WHAT YOU NEED TO DO
Verbatim copy without images: return all of the data as it stands.

Stored records
»»
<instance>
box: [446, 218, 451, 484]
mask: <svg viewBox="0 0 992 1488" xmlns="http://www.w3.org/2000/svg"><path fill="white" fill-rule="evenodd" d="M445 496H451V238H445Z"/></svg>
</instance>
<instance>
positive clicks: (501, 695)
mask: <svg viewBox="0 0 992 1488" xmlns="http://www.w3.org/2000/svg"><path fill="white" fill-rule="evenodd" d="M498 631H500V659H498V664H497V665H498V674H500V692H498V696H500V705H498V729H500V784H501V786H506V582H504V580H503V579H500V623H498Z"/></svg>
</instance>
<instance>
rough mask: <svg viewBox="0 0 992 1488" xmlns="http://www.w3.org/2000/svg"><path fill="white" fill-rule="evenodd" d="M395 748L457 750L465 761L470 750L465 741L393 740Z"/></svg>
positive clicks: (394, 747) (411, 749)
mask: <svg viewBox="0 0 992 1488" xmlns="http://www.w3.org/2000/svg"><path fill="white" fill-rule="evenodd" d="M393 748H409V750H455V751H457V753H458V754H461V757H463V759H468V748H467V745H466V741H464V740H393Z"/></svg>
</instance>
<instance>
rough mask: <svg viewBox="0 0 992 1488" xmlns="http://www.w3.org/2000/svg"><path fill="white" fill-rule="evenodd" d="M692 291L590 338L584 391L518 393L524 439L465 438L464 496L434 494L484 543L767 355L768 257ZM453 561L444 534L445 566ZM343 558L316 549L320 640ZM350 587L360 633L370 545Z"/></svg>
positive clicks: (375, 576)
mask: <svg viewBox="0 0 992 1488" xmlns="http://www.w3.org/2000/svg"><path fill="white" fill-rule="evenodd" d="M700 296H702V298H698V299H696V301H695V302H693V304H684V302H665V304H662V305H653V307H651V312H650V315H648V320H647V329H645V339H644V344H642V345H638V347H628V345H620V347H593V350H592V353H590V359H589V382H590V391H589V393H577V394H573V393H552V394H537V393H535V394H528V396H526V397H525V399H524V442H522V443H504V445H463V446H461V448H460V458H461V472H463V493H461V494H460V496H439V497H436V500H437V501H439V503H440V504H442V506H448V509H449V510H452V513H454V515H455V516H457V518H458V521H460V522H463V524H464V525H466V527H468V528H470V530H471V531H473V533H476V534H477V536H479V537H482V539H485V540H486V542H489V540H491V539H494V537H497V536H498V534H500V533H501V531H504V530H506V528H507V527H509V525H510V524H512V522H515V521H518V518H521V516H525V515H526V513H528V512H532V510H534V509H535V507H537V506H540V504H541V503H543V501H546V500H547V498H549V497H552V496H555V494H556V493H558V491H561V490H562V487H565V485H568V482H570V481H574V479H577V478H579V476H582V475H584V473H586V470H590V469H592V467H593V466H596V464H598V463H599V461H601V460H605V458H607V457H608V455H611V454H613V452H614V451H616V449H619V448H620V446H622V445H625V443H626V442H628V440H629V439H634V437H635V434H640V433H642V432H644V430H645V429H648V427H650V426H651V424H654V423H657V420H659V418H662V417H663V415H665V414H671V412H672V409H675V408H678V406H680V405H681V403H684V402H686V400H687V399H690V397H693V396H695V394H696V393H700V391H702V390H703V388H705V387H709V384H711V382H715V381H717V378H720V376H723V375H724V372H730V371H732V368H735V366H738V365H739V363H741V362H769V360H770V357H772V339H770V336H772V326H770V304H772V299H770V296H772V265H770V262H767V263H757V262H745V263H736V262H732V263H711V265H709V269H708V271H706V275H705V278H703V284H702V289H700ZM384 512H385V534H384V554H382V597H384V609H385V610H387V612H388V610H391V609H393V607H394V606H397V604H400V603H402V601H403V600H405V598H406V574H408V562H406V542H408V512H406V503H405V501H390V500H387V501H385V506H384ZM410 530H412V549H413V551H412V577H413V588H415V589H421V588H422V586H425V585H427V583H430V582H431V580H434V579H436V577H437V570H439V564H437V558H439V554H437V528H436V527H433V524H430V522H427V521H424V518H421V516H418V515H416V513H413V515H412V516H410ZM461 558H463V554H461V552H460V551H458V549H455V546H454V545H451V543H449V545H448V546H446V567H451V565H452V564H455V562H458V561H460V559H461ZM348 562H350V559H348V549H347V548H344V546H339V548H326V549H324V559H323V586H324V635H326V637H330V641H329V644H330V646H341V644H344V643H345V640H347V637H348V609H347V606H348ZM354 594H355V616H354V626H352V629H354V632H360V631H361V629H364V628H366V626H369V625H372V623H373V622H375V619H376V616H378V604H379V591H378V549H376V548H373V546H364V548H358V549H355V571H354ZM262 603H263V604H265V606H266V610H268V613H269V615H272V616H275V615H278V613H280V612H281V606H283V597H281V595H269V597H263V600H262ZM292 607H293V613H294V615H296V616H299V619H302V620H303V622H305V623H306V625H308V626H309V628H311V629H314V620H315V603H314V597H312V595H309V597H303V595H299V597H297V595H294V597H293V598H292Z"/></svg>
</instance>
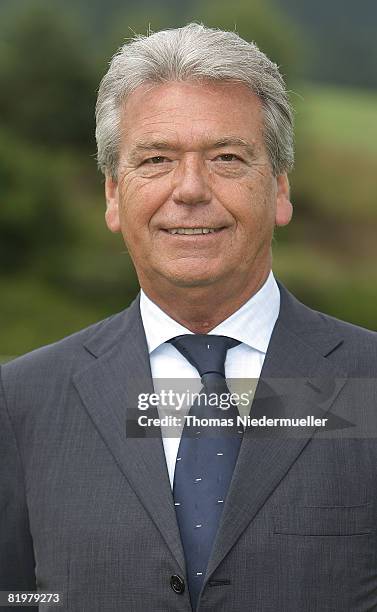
««
WRITTEN SOLUTION
<instance>
box: [446, 218, 451, 484]
mask: <svg viewBox="0 0 992 1488" xmlns="http://www.w3.org/2000/svg"><path fill="white" fill-rule="evenodd" d="M445 496H451V238H445Z"/></svg>
</instance>
<instance>
positive clicks: (501, 695)
mask: <svg viewBox="0 0 992 1488" xmlns="http://www.w3.org/2000/svg"><path fill="white" fill-rule="evenodd" d="M498 631H500V659H498V664H497V665H498V674H500V692H498V696H500V705H498V729H500V784H501V786H506V582H504V580H503V579H500V623H498Z"/></svg>
</instance>
<instance>
rough mask: <svg viewBox="0 0 992 1488" xmlns="http://www.w3.org/2000/svg"><path fill="white" fill-rule="evenodd" d="M395 748L457 750L465 761L470 750L465 741L393 740Z"/></svg>
positive clicks: (394, 747) (411, 749)
mask: <svg viewBox="0 0 992 1488" xmlns="http://www.w3.org/2000/svg"><path fill="white" fill-rule="evenodd" d="M393 748H409V750H455V751H457V753H458V754H461V757H463V759H468V748H467V745H466V741H464V740H393Z"/></svg>
</instance>
<instance>
rough mask: <svg viewBox="0 0 992 1488" xmlns="http://www.w3.org/2000/svg"><path fill="white" fill-rule="evenodd" d="M692 291L590 338L584 391L518 393L524 439L465 438L464 496L434 494L484 543L767 355L768 257ZM453 561L444 534L445 566ZM343 558L316 549L320 640ZM350 587L360 633L370 545Z"/></svg>
positive clicks: (375, 576)
mask: <svg viewBox="0 0 992 1488" xmlns="http://www.w3.org/2000/svg"><path fill="white" fill-rule="evenodd" d="M700 296H702V298H698V299H696V301H695V302H693V304H684V302H665V304H662V305H653V307H651V312H650V315H648V320H647V329H645V339H644V344H642V345H638V347H628V345H620V347H593V350H592V353H590V359H589V382H590V391H589V393H577V394H573V393H552V394H537V393H535V394H528V396H526V397H525V399H524V442H522V443H504V445H463V446H461V448H460V458H461V472H463V493H461V494H460V496H439V497H436V500H437V501H439V503H440V504H442V506H448V509H449V510H452V513H454V515H455V516H457V518H458V521H460V522H463V524H464V525H466V527H468V528H470V530H471V531H473V533H476V534H477V536H479V537H482V539H485V540H486V542H489V540H491V539H494V537H497V536H498V534H500V533H501V531H504V530H506V528H507V527H509V525H510V524H512V522H515V521H518V518H521V516H525V515H526V513H528V512H532V510H534V509H535V507H537V506H540V504H541V503H543V501H546V500H547V498H549V497H552V496H555V494H556V493H558V491H561V490H562V487H565V485H568V482H570V481H574V479H577V478H579V476H582V475H584V473H586V470H590V469H592V467H593V466H596V464H598V463H599V461H601V460H605V458H607V457H608V455H611V454H613V452H614V451H616V449H619V448H620V446H622V445H625V443H626V442H628V440H629V439H634V437H635V434H640V433H642V432H644V430H645V429H648V427H650V426H651V424H654V423H657V420H659V418H662V417H663V415H665V414H671V412H672V409H675V408H678V406H680V405H681V403H684V402H686V400H687V399H690V397H693V396H695V394H696V393H700V391H702V390H703V388H705V387H709V384H711V382H715V381H717V378H720V376H723V375H724V372H730V371H732V368H735V366H738V365H739V363H741V362H769V360H770V357H772V339H770V336H772V326H770V304H772V299H770V296H772V265H770V262H767V263H757V262H745V263H736V262H732V263H711V265H709V269H708V271H706V275H705V278H703V284H702V289H700ZM384 512H385V534H384V554H382V597H384V609H385V610H387V612H388V610H391V609H393V607H394V606H397V604H400V603H402V601H403V600H405V598H406V574H408V562H406V542H408V512H406V503H405V501H390V500H387V501H385V506H384ZM410 530H412V549H413V551H412V577H413V588H415V589H421V588H422V586H425V585H427V583H430V582H431V580H434V579H436V577H437V570H439V564H437V558H439V554H437V528H436V527H433V524H430V522H427V521H424V518H421V516H418V515H416V513H413V515H412V516H410ZM461 558H463V554H461V552H460V551H458V549H455V546H454V545H451V543H449V545H448V546H446V567H451V565H452V564H455V562H458V561H460V559H461ZM348 562H350V559H348V549H347V548H344V546H339V548H326V549H324V559H323V586H324V635H326V637H330V641H329V644H330V646H341V644H344V643H345V640H347V637H348V609H347V606H348ZM354 594H355V616H354V626H352V629H354V632H360V631H361V629H364V628H366V626H369V625H372V623H373V622H375V619H376V616H378V604H379V591H378V549H376V548H373V546H364V548H358V549H355V571H354ZM262 603H263V604H265V606H266V610H268V613H269V615H272V616H275V615H278V613H280V612H281V606H283V597H281V595H269V597H263V600H262ZM292 607H293V613H294V615H296V616H299V619H302V620H303V622H305V623H306V625H308V626H309V628H311V629H314V620H315V603H314V597H312V595H309V597H303V595H299V597H297V595H294V597H293V598H292Z"/></svg>
</instance>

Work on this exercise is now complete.